DATA PROVIDED:
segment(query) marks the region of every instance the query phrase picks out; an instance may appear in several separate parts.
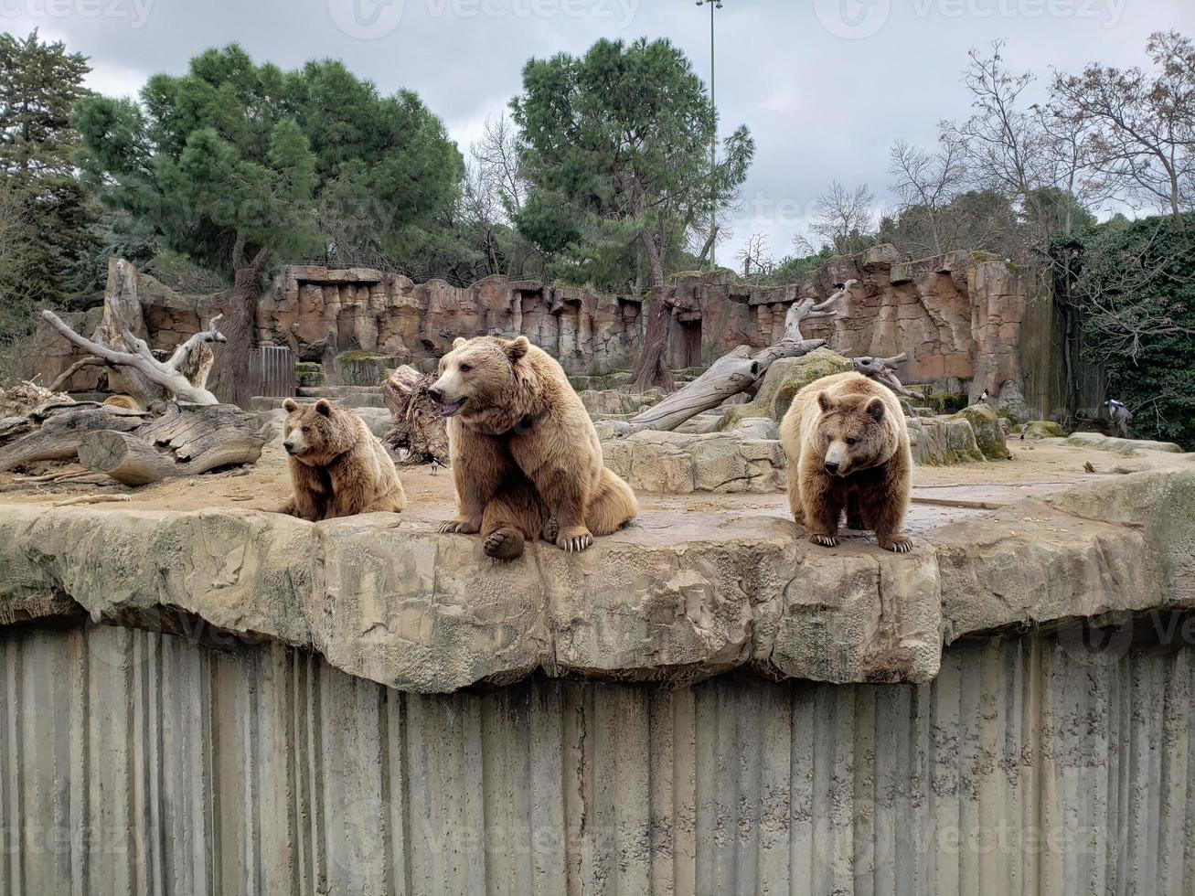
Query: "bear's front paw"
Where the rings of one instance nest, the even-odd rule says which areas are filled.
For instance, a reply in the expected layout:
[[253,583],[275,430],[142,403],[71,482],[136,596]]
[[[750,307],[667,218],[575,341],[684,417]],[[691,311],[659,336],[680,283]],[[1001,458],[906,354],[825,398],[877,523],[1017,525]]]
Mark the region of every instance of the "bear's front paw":
[[476,535],[480,530],[480,523],[474,523],[472,520],[449,520],[439,526],[439,532],[448,535]]
[[897,554],[913,553],[913,542],[907,535],[893,535],[891,539],[881,539],[880,546],[884,551],[891,551]]
[[523,536],[514,529],[498,529],[485,539],[482,550],[495,560],[514,560],[522,557]]
[[593,542],[594,536],[584,526],[563,529],[556,536],[556,546],[570,554],[584,551]]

WHAT IS ASKED:
Print every line of the entries above again, word for word, but leave out the pictures.

COMPLETED EXERCISE:
segment(query) marks the region of every instance the query phrase picks out; an instance may appear in several separate parts.
Query: "bear's front paw"
Where the rings of one instance nest, the even-odd rule says which areas are filled.
For instance, a reply in the expected layout:
[[253,583],[275,430],[142,403],[71,482],[136,596]]
[[[750,307],[667,218],[575,341],[684,417]],[[691,311],[659,336],[680,283]],[[1001,458],[906,354],[825,398],[877,523],[1017,525]]]
Mark the region of every instance of the "bear's front paw":
[[476,535],[480,530],[480,523],[474,523],[472,520],[449,520],[439,526],[439,532],[448,535]]
[[897,554],[913,553],[913,542],[907,535],[893,535],[891,539],[881,539],[880,546],[884,551],[891,551]]
[[523,536],[514,529],[498,529],[485,539],[482,550],[495,560],[514,560],[522,557]]
[[593,542],[594,536],[584,526],[563,529],[556,536],[556,546],[570,554],[584,551]]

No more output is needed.